▶ [TASK DIRECTIONS]: Skip the images and restate every line of the records exactly.

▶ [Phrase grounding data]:

★ ★ ★ ★ ★ ★ ★

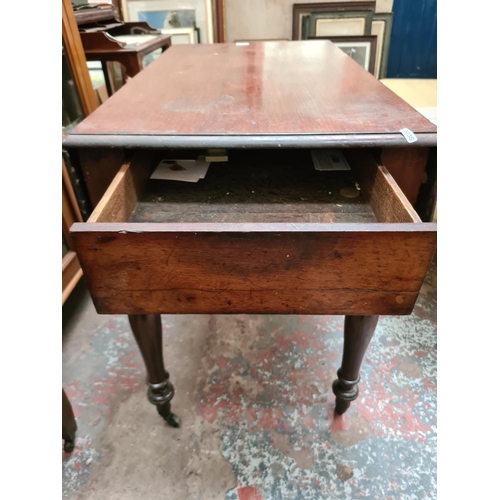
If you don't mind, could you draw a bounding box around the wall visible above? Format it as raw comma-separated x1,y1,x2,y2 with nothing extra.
225,0,393,42
386,0,437,78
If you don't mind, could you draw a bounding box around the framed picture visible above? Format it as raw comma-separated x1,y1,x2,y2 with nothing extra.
309,35,377,75
160,27,196,45
292,2,376,40
309,10,374,37
123,0,213,43
371,12,393,79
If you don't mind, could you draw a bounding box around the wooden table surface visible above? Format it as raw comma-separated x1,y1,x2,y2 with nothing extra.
66,41,437,149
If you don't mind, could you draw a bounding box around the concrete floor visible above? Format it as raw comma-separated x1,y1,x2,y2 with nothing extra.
63,257,437,500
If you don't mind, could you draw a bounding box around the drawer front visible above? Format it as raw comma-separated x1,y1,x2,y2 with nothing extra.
71,148,436,315
72,224,435,315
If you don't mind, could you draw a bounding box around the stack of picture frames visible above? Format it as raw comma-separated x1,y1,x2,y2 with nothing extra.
292,2,393,79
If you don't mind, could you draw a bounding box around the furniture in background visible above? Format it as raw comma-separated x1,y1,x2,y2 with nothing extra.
62,389,78,452
63,0,98,300
293,2,392,79
73,2,120,25
309,35,377,75
79,25,172,96
64,41,437,428
62,0,100,452
74,2,172,96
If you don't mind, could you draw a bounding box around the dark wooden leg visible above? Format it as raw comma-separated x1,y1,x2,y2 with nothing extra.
128,314,180,427
102,61,114,97
122,55,143,80
333,315,379,415
62,389,77,452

★ ★ ★ ★ ★ ★ ★

▶ [SOLUTION BELOW]:
If you don't mind, could you draw a bounding box around the wall visible above? Format it as raw comma-separated x1,y1,x2,y2 with nothing extra.
225,0,393,42
386,0,437,78
If you don't mind, could you draw a bounding box around the framed picture visible above? Format it as raw comma-separated x1,y1,x2,y2 with nothing extra.
309,35,377,75
160,27,196,45
292,2,376,40
309,10,374,37
123,0,213,43
371,12,393,79
If you don't mind, could you draw a bounding box around the wooden table surface visible above? Format it as raw comma-separated x1,y1,x2,y2 with nothing extra.
66,41,437,149
If you don't mind, could you draw a bounding box around the concrete floor visible above? Format it as raw comma-separated x1,y1,x2,y2 with nothing extra.
63,257,437,500
If you don't mind, could you draw a bounding box around the drawer front visible above? Format it as raw comma-separated x1,y1,x2,y2 with nothing extra.
71,148,436,315
72,224,435,315
If you don't mind, could you draw a bounding box around the stack of picture frames visible above? Format it as raw comma-separated x1,y1,x2,y2 with nothing extra.
292,2,393,79
If you don't mind, could you draw a bounding box around the furniture in background visible above? Format it as raw comma-separated x1,y1,x2,y2 with nothing extra.
62,389,78,452
63,0,98,300
293,2,392,79
73,2,120,25
309,35,377,75
79,25,172,96
64,41,437,428
62,0,100,452
74,2,172,96
If you don't mind, could you draw a bounding box around the dark wooden leg visible above? Format it as raw comma-separated x1,y1,x2,y2 with nothing extra.
128,314,180,427
102,61,114,97
122,55,143,80
333,315,379,415
62,389,77,452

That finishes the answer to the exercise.